=== Job a ===
Find each line in the records that contains the word "person", and copy every such line.

=== Text excerpt ===
Other scripts exercise other service-specific benign functionality, so that the setflag and getflag scripts do not stick out in any obvious way, and to ensure that the service is fully operational and has not been tampered with (e.g., because of a careless patching process).

Finally, exploit scripts play an important role in the game. These scripts should be developed by the attacker teams (and, following best practice, by the organizers, to test the service's exploitability). Conceptually, an exploit script needs to steal the flag associated with a given flag id, without knowing the associated token. Note that the flag id specifies which of the many flags of the service the script must retrieve. For this reason, the only input the exploit script takes is the flag id, and it must return the flag.

2.1.2 Integration with the Infrastructure

To ease the integration and testing of a given service, a set of information must be provided through a JSON file. In our current setup, this file is used to provide the following information to the infrastructure:

Information about the author;
File paths of the scripts (setflag, getflag, . . . );
TCP or UDP port used;
Service ID;
Service name;
Service description;
flag id description (i.e., what component of the service represents the flag id, and, to some degree, how it is being used by the service; e.g., the username, in our social network example).

The last four items are also communicated to the participating teams, so that they know how an exploit script for a service should utilize the flag id, and what should be returned as the flag.

2.1.3 Deployment of Services

The final step in designing iCTF services is deciding how they are deployed on the teams' VMs, both during the game and for testing.

Service-specific installation scripts can prove problematic, especially when services require certain non-default utilities or services to be present on the VM. Therefore, we decided to use the Debian package format, which is well-tested, has native dependency-handling, and can automatically start the service. In this way, once the package is successfully installed, the service can be trusted to be running and properly configured.

=== Record set ===
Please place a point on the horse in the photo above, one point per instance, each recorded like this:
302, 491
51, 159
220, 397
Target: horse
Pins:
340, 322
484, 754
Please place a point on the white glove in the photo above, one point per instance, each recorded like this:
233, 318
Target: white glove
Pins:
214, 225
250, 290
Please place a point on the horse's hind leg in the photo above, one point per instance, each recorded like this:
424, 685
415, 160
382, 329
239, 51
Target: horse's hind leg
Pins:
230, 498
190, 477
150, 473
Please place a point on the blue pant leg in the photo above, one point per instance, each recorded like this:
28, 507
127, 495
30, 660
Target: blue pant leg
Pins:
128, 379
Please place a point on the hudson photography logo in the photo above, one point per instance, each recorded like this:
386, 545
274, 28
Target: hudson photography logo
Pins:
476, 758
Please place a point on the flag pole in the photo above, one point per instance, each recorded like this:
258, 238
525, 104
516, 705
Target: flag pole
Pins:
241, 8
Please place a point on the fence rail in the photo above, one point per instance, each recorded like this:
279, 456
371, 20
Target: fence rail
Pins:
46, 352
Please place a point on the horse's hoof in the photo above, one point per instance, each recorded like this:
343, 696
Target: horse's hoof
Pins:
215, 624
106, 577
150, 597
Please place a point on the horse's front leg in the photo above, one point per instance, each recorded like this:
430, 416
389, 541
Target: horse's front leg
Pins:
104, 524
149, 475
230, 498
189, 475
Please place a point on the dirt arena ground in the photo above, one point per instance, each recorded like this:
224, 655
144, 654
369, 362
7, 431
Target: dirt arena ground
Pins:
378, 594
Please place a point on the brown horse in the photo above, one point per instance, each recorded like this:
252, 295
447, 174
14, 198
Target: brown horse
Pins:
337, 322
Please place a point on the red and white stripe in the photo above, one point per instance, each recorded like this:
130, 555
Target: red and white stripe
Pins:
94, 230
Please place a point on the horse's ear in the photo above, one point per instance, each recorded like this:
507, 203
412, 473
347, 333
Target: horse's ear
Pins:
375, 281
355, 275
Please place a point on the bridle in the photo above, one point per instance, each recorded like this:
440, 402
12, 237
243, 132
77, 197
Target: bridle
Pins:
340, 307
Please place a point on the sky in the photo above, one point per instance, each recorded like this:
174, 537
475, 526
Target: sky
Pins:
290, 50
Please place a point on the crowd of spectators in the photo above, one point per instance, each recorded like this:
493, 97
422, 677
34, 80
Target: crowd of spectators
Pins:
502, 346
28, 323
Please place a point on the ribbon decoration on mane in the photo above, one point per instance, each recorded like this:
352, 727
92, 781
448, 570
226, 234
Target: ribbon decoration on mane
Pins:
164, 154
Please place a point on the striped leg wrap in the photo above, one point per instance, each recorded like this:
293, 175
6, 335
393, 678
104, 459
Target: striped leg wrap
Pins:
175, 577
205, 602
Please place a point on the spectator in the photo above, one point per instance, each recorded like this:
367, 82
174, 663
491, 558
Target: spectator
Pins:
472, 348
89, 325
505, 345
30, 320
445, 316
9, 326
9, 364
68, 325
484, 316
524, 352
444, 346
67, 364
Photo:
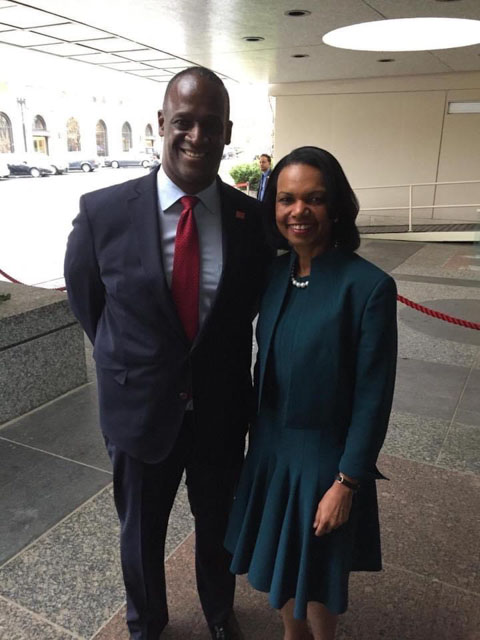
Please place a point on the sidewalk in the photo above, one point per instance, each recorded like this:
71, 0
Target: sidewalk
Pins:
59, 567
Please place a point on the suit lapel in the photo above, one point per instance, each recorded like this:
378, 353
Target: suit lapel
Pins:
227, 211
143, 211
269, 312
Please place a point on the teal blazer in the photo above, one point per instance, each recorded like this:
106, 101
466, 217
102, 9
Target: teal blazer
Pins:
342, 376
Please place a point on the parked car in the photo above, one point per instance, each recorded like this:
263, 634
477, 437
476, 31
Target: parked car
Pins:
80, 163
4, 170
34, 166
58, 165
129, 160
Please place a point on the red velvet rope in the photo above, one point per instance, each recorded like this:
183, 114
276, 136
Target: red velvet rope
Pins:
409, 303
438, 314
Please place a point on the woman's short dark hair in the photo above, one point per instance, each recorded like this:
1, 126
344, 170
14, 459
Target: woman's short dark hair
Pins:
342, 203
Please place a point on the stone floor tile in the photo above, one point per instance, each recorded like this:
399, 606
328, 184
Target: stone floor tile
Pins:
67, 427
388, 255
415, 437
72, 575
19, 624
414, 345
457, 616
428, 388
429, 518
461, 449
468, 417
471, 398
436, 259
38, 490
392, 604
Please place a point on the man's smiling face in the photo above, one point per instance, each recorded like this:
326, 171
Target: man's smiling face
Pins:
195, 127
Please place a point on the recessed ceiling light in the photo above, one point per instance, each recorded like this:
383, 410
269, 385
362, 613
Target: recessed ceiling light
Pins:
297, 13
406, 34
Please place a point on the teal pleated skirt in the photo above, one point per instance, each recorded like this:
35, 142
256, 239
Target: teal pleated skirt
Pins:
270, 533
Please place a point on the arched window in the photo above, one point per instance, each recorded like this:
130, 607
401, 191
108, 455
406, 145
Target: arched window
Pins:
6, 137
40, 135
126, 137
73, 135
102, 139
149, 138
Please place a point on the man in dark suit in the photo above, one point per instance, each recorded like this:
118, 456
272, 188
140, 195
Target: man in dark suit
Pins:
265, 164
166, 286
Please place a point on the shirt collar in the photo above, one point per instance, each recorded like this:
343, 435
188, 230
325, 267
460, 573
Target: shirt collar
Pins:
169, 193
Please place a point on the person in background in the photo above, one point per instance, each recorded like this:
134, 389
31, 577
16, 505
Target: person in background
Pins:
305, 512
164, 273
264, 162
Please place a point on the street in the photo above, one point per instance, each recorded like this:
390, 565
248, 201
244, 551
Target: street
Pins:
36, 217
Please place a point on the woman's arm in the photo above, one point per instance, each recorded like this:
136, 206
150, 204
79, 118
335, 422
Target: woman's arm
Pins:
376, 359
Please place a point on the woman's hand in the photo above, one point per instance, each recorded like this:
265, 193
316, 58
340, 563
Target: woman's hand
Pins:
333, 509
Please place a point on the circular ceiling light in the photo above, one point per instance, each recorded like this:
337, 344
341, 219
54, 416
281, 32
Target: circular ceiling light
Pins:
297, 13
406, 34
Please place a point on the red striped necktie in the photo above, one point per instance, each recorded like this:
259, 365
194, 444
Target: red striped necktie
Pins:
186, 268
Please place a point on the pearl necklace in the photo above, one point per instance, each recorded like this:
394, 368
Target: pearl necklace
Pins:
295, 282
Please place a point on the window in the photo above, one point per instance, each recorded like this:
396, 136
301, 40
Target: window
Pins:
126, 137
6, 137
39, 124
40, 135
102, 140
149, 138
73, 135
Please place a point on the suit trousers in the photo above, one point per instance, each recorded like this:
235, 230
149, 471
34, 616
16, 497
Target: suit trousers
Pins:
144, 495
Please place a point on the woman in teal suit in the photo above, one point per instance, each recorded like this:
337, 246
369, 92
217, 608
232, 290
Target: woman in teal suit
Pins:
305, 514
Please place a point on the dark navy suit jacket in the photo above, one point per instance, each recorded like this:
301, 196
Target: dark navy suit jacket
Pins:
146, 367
...
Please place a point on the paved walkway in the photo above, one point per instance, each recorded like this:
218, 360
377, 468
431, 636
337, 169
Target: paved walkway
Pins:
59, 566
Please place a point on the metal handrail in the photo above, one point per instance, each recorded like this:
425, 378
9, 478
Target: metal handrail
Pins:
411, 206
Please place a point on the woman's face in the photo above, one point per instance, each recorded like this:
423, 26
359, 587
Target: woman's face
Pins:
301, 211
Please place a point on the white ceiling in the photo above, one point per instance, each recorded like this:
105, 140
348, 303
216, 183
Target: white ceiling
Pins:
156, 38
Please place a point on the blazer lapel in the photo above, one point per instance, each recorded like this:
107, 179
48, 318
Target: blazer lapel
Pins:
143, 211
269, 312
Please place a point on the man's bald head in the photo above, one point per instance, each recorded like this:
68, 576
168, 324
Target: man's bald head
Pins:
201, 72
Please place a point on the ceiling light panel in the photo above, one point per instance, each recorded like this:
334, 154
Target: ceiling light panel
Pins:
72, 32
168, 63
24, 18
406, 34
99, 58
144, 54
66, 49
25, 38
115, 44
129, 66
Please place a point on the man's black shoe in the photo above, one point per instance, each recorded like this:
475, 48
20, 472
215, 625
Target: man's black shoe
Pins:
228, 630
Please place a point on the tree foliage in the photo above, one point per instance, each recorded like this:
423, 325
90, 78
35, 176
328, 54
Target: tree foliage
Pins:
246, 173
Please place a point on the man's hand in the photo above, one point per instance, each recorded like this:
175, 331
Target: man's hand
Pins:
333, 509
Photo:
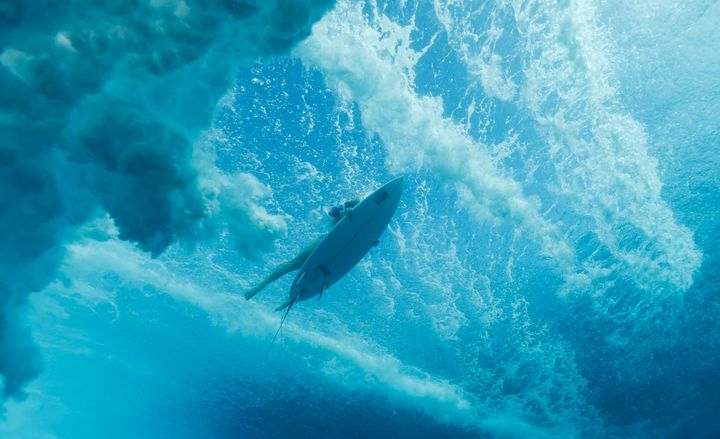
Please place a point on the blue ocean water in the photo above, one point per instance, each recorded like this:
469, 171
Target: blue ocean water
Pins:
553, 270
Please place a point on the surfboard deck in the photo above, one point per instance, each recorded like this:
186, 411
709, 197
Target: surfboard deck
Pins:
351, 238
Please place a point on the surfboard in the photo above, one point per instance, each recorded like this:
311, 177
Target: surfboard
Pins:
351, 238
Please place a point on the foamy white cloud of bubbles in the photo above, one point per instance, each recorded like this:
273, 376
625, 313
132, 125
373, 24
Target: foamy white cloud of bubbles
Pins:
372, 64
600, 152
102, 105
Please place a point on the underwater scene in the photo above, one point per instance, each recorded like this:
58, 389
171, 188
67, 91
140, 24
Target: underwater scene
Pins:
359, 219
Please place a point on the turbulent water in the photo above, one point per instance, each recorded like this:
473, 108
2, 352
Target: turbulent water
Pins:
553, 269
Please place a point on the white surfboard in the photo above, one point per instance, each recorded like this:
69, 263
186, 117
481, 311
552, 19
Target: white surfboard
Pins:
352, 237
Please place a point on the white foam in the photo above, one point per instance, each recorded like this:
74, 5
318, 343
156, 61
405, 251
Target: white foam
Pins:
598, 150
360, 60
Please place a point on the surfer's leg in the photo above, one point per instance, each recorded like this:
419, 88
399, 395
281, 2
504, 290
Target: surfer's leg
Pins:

=== Job b ===
Duplicate the passage on iCTF service scripts and deployment above, word for word and in full.

=== Exercise output a ===
Please place a point on the person in background in the photo above, one point per instance, each recorded like this:
Target: person in background

=== Exercise output b ===
Other scripts exercise other service-specific benign functionality, so that the setflag and getflag scripts do not stick out in any obvious way, and to ensure that the service is fully operational and has not been tampered with (e.g., because of a careless patching process).

Finally, exploit scripts play an important role in the game. These scripts should be developed by the attacker teams (and, following best practice, by the organizers, to test the service's exploitability). Conceptually, an exploit script needs to steal the flag associated with a given flag id, without knowing the associated token. Note that the flag id specifies which of the many flags of the service the script must retrieve. For this reason, the only input the exploit script takes is the flag id, and it must return the flag.

2.1.2 Integration with the Infrastructure

To ease the integration and testing of a given service, a set of information must be provided through a JSON file. In our current setup, this file is used to provide the following information to the infrastructure:

Information about the author;
File paths of the scripts (setflag, getflag, . . . );
TCP or UDP port used;
Service ID;
Service name;
Service description;
flag id description (i.e., what component of the service represents the flag id, and, to some degree, how it is being used by the service; e.g., the username, in our social network example).

The last four items are also communicated to the participating teams, so that they know how an exploit script for a service should utilize the flag id, and what should be returned as the flag.

2.1.3 Deployment of Services

The final step in designing iCTF services is deciding how they are deployed on the teams' VMs, both during the game and for testing.

Service-specific installation scripts can prove problematic, especially when services require certain non-default utilities or services to be present on the VM. Therefore, we decided to use the Debian package format, which is well-tested, has native dependency-handling, and can automatically start the service. In this way, once the package is successfully installed, the service can be trusted to be running and properly configured.